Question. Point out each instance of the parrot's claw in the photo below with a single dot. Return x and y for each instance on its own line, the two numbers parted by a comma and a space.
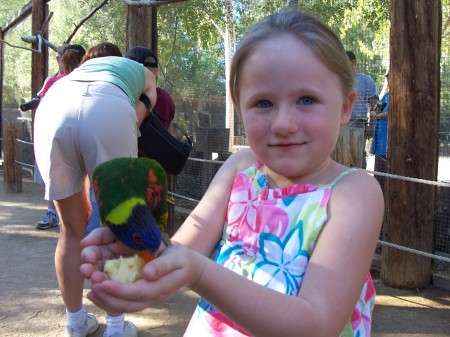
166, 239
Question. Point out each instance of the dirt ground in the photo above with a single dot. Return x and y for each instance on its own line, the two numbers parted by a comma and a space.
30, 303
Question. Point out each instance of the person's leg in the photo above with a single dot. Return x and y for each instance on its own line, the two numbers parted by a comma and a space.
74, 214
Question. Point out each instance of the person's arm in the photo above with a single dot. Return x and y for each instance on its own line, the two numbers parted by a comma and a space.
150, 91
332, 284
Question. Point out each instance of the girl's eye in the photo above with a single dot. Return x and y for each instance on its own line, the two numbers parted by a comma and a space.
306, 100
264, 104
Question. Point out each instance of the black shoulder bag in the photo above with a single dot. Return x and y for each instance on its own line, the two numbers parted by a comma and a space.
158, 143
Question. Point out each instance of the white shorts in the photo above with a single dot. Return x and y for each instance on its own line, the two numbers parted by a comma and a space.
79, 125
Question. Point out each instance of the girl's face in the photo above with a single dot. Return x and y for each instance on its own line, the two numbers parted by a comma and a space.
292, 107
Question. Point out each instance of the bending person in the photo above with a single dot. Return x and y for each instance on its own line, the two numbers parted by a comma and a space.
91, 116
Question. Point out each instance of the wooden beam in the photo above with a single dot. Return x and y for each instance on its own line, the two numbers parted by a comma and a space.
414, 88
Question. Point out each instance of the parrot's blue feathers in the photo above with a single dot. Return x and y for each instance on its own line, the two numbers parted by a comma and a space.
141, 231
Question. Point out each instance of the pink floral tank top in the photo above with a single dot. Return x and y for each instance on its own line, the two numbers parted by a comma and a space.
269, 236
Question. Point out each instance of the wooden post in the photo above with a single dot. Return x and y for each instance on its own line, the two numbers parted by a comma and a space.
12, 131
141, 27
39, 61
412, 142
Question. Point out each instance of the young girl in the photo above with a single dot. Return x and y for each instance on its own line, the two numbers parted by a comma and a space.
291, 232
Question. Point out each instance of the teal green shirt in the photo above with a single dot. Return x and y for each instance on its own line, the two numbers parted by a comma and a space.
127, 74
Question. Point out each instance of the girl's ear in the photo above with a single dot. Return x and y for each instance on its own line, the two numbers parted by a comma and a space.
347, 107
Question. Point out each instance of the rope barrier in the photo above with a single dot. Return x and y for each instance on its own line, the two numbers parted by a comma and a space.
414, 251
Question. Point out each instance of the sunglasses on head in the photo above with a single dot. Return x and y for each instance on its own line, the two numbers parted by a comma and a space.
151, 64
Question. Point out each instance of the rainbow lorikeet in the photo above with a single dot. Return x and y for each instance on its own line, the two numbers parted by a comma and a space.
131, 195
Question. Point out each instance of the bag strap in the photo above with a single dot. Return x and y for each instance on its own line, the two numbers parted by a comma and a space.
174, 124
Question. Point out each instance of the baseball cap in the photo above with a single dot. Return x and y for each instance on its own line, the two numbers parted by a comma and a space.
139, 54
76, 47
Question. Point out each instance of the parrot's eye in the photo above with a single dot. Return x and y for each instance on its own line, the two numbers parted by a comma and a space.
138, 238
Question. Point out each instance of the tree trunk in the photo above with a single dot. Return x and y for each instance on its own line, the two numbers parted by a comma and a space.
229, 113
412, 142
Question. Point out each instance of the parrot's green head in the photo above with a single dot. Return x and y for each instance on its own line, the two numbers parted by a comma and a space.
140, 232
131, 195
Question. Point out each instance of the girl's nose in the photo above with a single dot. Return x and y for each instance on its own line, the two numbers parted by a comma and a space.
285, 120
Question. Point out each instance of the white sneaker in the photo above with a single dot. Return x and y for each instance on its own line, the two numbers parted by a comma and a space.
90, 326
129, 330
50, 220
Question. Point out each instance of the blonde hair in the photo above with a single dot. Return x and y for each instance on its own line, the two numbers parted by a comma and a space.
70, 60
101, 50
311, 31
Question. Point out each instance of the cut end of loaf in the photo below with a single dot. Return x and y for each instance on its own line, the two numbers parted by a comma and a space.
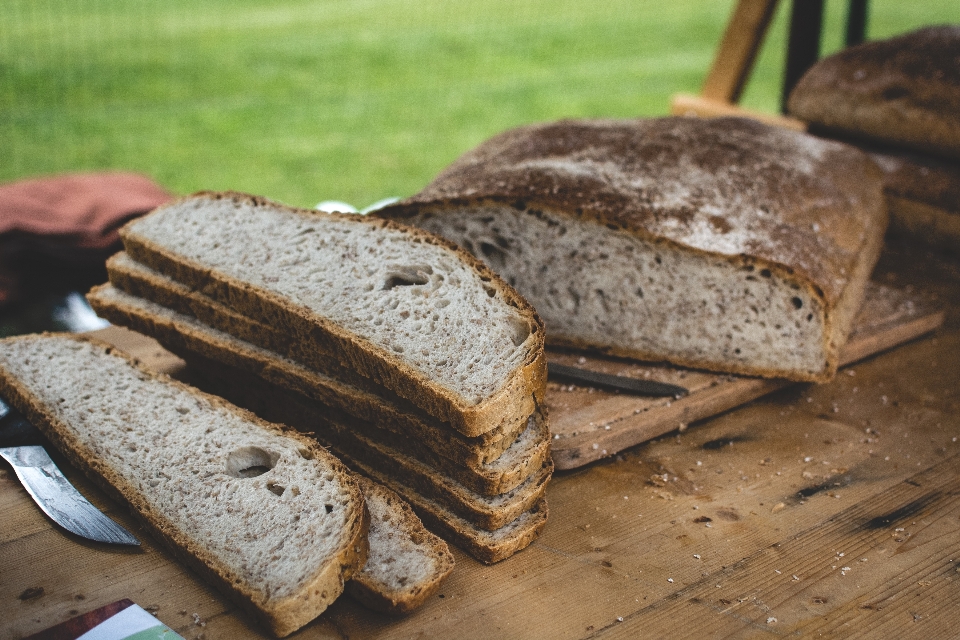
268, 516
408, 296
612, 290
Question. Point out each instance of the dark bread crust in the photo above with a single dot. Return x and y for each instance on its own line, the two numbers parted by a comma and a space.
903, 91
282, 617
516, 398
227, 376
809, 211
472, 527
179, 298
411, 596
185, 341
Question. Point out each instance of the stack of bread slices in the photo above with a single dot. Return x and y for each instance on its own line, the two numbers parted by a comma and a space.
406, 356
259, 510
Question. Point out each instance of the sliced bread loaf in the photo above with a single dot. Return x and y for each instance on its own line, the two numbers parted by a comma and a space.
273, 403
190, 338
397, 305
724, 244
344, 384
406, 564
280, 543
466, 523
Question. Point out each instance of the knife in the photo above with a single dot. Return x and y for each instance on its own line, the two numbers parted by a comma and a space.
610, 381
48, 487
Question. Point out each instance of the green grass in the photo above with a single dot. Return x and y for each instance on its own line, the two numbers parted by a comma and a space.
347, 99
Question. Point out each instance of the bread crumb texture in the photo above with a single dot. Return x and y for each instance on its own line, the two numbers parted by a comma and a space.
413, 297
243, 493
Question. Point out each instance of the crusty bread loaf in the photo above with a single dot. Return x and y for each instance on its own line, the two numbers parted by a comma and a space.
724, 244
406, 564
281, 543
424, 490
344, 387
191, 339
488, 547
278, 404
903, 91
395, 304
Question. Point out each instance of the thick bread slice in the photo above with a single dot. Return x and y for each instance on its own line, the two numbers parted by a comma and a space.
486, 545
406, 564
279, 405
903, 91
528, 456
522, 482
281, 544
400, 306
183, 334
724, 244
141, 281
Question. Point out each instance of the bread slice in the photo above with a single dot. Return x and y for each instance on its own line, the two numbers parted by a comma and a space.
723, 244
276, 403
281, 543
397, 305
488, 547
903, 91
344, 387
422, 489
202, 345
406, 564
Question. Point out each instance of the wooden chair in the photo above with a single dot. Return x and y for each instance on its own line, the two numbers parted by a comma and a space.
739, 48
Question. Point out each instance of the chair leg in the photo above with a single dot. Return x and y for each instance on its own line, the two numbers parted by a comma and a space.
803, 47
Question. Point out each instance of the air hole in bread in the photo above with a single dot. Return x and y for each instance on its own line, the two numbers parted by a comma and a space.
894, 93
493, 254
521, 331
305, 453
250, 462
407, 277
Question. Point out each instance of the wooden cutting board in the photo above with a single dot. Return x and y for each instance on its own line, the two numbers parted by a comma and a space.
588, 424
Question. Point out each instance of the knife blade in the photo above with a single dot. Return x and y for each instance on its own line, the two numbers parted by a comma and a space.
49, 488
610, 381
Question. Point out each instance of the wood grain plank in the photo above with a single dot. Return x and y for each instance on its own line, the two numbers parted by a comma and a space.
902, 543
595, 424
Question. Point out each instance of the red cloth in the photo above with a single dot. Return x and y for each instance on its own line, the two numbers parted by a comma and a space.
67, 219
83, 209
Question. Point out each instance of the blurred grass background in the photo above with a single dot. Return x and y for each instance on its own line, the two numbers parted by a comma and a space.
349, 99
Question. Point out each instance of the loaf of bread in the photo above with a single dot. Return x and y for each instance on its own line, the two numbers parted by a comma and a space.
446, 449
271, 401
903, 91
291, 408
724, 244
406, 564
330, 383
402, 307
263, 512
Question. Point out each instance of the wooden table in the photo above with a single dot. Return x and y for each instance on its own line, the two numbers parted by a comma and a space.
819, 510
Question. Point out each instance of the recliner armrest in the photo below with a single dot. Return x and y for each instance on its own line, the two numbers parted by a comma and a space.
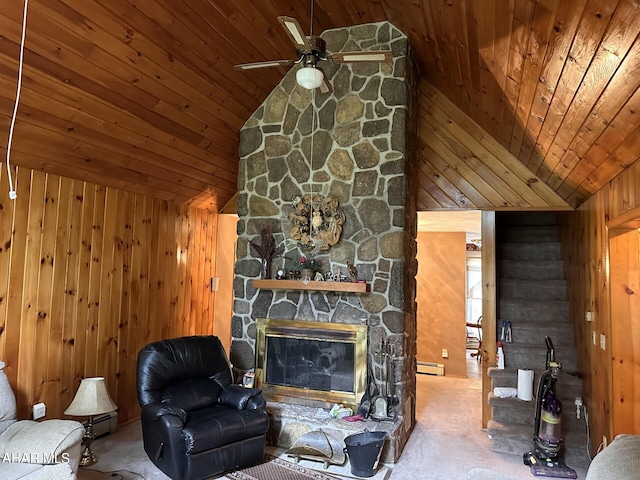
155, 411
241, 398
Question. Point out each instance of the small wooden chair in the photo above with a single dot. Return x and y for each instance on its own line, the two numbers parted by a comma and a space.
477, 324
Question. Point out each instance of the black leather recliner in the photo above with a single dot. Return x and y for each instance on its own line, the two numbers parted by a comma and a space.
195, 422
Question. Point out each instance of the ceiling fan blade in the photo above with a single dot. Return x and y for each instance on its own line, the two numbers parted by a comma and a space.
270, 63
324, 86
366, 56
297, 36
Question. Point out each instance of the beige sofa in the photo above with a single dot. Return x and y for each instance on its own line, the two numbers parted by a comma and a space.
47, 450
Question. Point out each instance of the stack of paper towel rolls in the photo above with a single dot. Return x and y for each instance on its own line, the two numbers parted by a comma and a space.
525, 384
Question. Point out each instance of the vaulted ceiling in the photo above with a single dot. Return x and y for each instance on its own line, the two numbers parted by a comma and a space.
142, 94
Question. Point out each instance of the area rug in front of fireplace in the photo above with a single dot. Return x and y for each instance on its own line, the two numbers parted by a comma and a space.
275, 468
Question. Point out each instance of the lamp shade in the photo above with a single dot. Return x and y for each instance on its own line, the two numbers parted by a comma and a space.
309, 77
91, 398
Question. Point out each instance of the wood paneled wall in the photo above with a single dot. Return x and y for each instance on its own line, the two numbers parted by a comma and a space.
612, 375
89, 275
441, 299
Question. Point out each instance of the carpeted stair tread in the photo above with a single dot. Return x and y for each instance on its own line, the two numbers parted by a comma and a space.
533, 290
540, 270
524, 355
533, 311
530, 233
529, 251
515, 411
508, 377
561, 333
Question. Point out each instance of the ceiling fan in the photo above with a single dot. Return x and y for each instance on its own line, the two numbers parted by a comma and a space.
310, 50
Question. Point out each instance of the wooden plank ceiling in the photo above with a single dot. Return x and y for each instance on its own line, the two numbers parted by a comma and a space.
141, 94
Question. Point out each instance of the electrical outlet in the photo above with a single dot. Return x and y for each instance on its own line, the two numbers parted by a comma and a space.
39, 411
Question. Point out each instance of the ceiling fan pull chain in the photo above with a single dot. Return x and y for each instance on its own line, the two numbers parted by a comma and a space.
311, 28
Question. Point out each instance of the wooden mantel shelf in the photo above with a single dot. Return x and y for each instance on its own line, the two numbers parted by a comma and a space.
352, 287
++++
Return, unchanged, the lines of the records between the line holding "Question. Point out each instance of the wood paneled" and the end of the records, inclusive.

#### [SOLUTION TO THIS PROBLEM]
Question. Point out each instance of the wood paneled wall in the photo above with a single dot. Return x and y for each instance on its own line, the two numbers parted by a comma and a space.
612, 375
89, 275
441, 299
Question. Point out each instance of the carpeted stair tread in the photo above with a single dot. Return x and y for each instance on its own line, the two numbers parted by a comma and a space.
533, 290
540, 270
524, 355
533, 311
530, 233
529, 251
515, 411
508, 377
561, 333
Question. Point out each instance of the ceiling fan in the photo above with a single dot. Return x and y for each instance on its own line, the two numbers parted by a comma and a space.
310, 50
Question. Point out each instance of the wooden plank ceiling in the photo above with a single dot. Return x and y for each instance on its own line, the two numbers parted by a comma and a space.
141, 94
Question. Point out each instance of the electrical outlet in the photo above with a single dot. Return x and y for each instance on its own line, the two numbers parted by a comma and a space.
39, 411
Question. Point out each instance of the ceiling fan pull chain in the photo above with a single dot. Return x and y for each instance on its own line, the two numbers parted by a comma and a space.
311, 28
Question. Point out each instance of the wooden mantel shelf in the photo above with a single dot. Return x and y for each instance on its own line, the two numbers parted by a comma and a space.
352, 287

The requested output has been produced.